**TASK REQUIREMENTS:**
What follows is a set of records; restate each one word for word and drop the pictures.

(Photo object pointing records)
(begin)
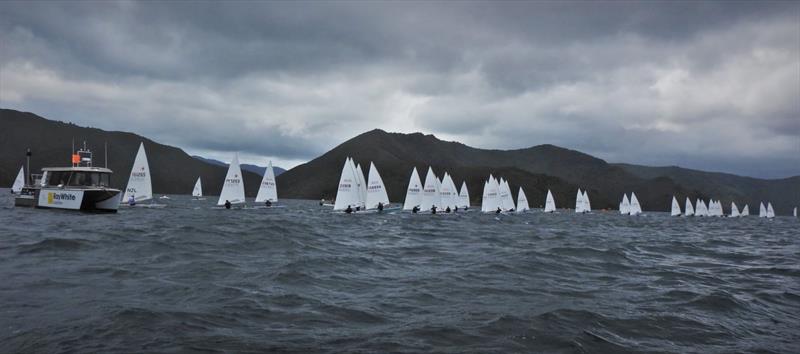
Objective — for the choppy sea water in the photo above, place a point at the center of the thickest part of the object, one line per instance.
(303, 279)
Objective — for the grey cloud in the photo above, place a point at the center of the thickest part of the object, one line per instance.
(294, 79)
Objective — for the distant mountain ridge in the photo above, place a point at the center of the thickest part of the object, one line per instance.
(536, 169)
(259, 170)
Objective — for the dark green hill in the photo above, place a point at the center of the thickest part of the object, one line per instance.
(536, 169)
(173, 171)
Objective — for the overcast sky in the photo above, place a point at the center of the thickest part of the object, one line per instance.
(707, 85)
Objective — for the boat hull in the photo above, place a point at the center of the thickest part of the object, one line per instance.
(94, 200)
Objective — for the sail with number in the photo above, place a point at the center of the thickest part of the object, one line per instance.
(625, 205)
(700, 208)
(348, 193)
(414, 191)
(636, 208)
(490, 201)
(362, 182)
(448, 192)
(734, 210)
(376, 191)
(268, 189)
(198, 189)
(430, 192)
(19, 182)
(579, 202)
(587, 205)
(676, 208)
(522, 201)
(689, 208)
(549, 203)
(233, 188)
(463, 195)
(139, 184)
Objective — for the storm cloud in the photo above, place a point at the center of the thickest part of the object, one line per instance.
(709, 85)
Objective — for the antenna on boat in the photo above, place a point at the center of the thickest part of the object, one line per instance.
(28, 158)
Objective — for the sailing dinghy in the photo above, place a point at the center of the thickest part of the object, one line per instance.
(233, 188)
(197, 192)
(636, 208)
(689, 207)
(376, 191)
(625, 205)
(549, 203)
(414, 191)
(734, 210)
(140, 186)
(490, 201)
(268, 190)
(676, 208)
(430, 193)
(19, 182)
(347, 195)
(522, 201)
(463, 196)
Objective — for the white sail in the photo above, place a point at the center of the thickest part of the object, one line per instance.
(233, 188)
(348, 192)
(587, 206)
(734, 210)
(700, 208)
(549, 203)
(414, 191)
(522, 201)
(19, 182)
(689, 207)
(625, 205)
(507, 198)
(448, 192)
(430, 192)
(376, 191)
(490, 196)
(139, 184)
(636, 208)
(268, 189)
(362, 182)
(463, 195)
(198, 188)
(676, 208)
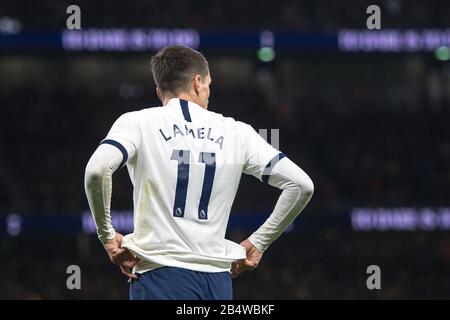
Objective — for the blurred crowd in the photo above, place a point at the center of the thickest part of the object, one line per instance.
(288, 15)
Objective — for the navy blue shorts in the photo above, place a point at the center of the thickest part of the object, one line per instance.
(169, 283)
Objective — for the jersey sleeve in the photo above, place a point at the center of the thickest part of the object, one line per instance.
(260, 156)
(124, 135)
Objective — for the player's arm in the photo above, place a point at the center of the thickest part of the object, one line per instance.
(271, 166)
(112, 154)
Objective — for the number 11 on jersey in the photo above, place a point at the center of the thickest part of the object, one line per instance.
(183, 158)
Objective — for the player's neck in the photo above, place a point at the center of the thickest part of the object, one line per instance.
(181, 96)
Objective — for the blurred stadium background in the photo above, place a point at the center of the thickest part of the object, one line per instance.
(365, 113)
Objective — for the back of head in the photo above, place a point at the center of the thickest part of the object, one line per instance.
(174, 68)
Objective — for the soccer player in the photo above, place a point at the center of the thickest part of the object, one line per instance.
(185, 163)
(end)
**RESULT:**
Objective — for the choppy sea water in the photo above, place a point at the center of the thickest part of the object, one line per instance.
(303, 279)
Objective — for the grey cloud in the photo above, place a point at the center of the thickest part of the object, one line per instance.
(294, 79)
Objective — for the distant mountain ridge in the photo above, place a point at the center of the thickest part of the object, one line per instance.
(536, 169)
(259, 170)
Objective — for the dark green hill in the photo above, place a point at the center of the thickest part of the object, one line per instance.
(536, 169)
(173, 171)
Objective — for the overcast sky in the photo above, place a point at the center of the thickest part of the object, one line per instance.
(707, 85)
Objective — for the boat hull in the photo above, place a point at the center of the thickest part of the object, one line per instance.
(94, 200)
Objective — for the sail with number in the photo above, place a point at the center of the thickest part of the object, one line per instance.
(625, 205)
(700, 208)
(348, 193)
(414, 191)
(636, 208)
(490, 201)
(362, 182)
(448, 192)
(734, 210)
(376, 191)
(268, 189)
(198, 189)
(430, 192)
(19, 182)
(579, 202)
(587, 205)
(676, 208)
(522, 201)
(689, 208)
(549, 203)
(233, 188)
(463, 195)
(139, 184)
Objective — for the storm cloud in the photo above, place a point at the center of the thickest part of the object, one line per instance.
(709, 85)
Objective — for the antenna on boat in the photo above, place a point at the center of the thickest part of the object, one line per instance.
(28, 158)
Objective — for the sailing dinghy in the photo above, place a point at the center of the thickest part of the object, one line per instance.
(233, 188)
(197, 192)
(636, 208)
(689, 207)
(376, 191)
(625, 205)
(549, 203)
(414, 191)
(734, 210)
(140, 186)
(490, 201)
(268, 190)
(676, 208)
(430, 193)
(19, 182)
(347, 195)
(522, 201)
(463, 196)
Objective — for the white sail in the photo above, place a point at the center of the thickest part of the object, one line per instance.
(233, 188)
(348, 192)
(587, 206)
(734, 210)
(700, 208)
(549, 203)
(414, 191)
(522, 201)
(19, 182)
(689, 207)
(625, 205)
(507, 198)
(448, 192)
(430, 192)
(376, 191)
(490, 196)
(139, 184)
(636, 208)
(268, 189)
(362, 182)
(463, 195)
(198, 188)
(676, 208)
Objective — for the blurred crowd in the photo above, place a point at the center of the thickest part of the object, one line per instance.
(288, 15)
Objective — for the navy blue shorts in the photo above, place a point at the center of the thickest part of the object, one line per instance.
(169, 283)
Objective — for the jersey sleeve in the photo above, place a point at the center of the thickest part of the object, one line per instance.
(260, 156)
(124, 135)
Objective — for the player's arm in the photo above, place a point at the center of the thickest part of the object, one line per instance.
(271, 166)
(112, 154)
Objective — for the number 11 on jersey in the photo above, place a point at the center of the thickest part of the object, one line per instance.
(183, 158)
Objective — for the player's neck in the photo above, place a point at the center of the thickest part of the object, one line per instance.
(181, 96)
Objective — for the blurred stadium background in the photo above, place a point at the center of the thickest part of the object, one line per instance.
(365, 113)
Objective — for the back of head in the photo above, place a point at the center of the thickest part of the object, one line per instance.
(174, 68)
Objective — for the soccer player in the photo above, place a point at the center of the thickest part of the object, one line per instance.
(185, 163)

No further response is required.